● PASSAGE GIVEN
Perhaps laying on my living room floor while recovering from an allergic reaction all by my lonesome wasn’t the best time to watch The Crazies.
I should explain that though I’m crazy about scary movies, the really good ones that scare you spitless, I’m just a little…frightened of the really good ones. Fortunately, or rather, unfortunately, there haven’t been many good ones in a looong time.
Ever since I saw the preview for The Crazies, I had a feeling it would be good, really good. Only, the last few promising scary movies had let me down. The Happening was good, but the reveal of what was causing the mass suicides was anti-climatic, the science was cooky, and it wasn’t so much scary as thought provoking. While Devil was better at being creepy and gave me more to think about, it wasn’t high in the scare stakes (unless you count the horror of possible damnation). From the previews, The Crazies started off well, but where would they go with it? Had the previews ruined the best parts?
Any good horror movie has to do a few key things: either question or validate our humanity, which means it either shows the awful cruelties we can inflict on one another, usually in a bid for survival or it makes us feel comfortable in the knowledge that in the face of great evil, we never lose our humanity and care for others; it has to challenge societal norms or government policy (indeed, George Romero claims his zombies were greatly influenced by the times–Vietnam, especially), and; whether anyone actually lives, there is no real happy ending. The Crazies hits every single mark.

● DIRECTION 1
Repeat word for word the part of the review of The Crazies that begins at the words "Any good horror" and stops after "every single mark.".
● DIRECTION 2
Go on with the review of The Crazies, starting after its last sentence.

● RAW DATA

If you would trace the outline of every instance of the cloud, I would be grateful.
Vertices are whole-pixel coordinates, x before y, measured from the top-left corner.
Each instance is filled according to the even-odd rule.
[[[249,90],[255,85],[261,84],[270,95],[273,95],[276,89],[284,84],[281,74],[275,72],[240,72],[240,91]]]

● RESPONSE 1
Any good horror movie has to do a few key things: either question or validate our humanity, which means it either shows the awful cruelties we can inflict on one another, usually in a bid for survival or it makes us feel comfortable in the knowledge that in the face of great evil, we never lose our humanity and care for others; it has to challenge societal norms or government policy (indeed, George Romero claims his zombies were greatly influenced by the times–Vietnam, especially), and; whether anyone actually lives, there is no real happy ending. The Crazies hits every single mark.

● RESPONSE 2
The Crazies takes place in a small town outside of Cedar Rapids, Iowa. The local sheriff (played by someone who looks just like Josh Duhmel (sp?), in my opinion) has to kill the town drunk at a baseball game. Later that same day, a man murders his family. At the same time, the Sheriff and his deputy are investigating the discovery of a parachuted body in the river. As bizarre instances of violence mount, and the army becomes involved, the citizens must fight for their survival.
It’s difficult to say in how many ways this movie scared, aggravated, and touched me without giving away too much of the movie, which, I think would be especially cruel. Part of what makes this movie good is the slowly dawning horror of just what has happened here. The climax of the movie was a little unbelievable, but with all of the groundwork that they laid for it made it believable enough in the context of this fictional world. They pulled off the dramatic twist at the end as well. Rather than worrying whether or not they would force feed me a horrible sequel, I was amazed at what it implied for these ficticious people I’d been watching and rooting for.
The special thing about this movie was not only was it horrifying, I really cared. I wasn’t just watching to see how gruesomely they could kill people; I actually wanted these people to live. The horror wasn’t in the effects but in the story, the scenario.
Update: Through extensive Netflix research, I found out that this is a remake of a *gasp* George Romero film. How ON was I? Seeing the original is on my list of things to do now. The consensus seems to be that this version improved upon the original.
- Who will direct Universal’s OUIJA Film… McG or Breck Eisner? (geektyrant.com)
- Saturday’s Six: Movie-Inspired Phobias (mutantreviewers.wordpress.com)
- Top 10 Horror Movies of 2010 (moviefone.com)
- Suspected Mass Suicide: Police Searching for 5 adults and 8 kids (rawjustice.com)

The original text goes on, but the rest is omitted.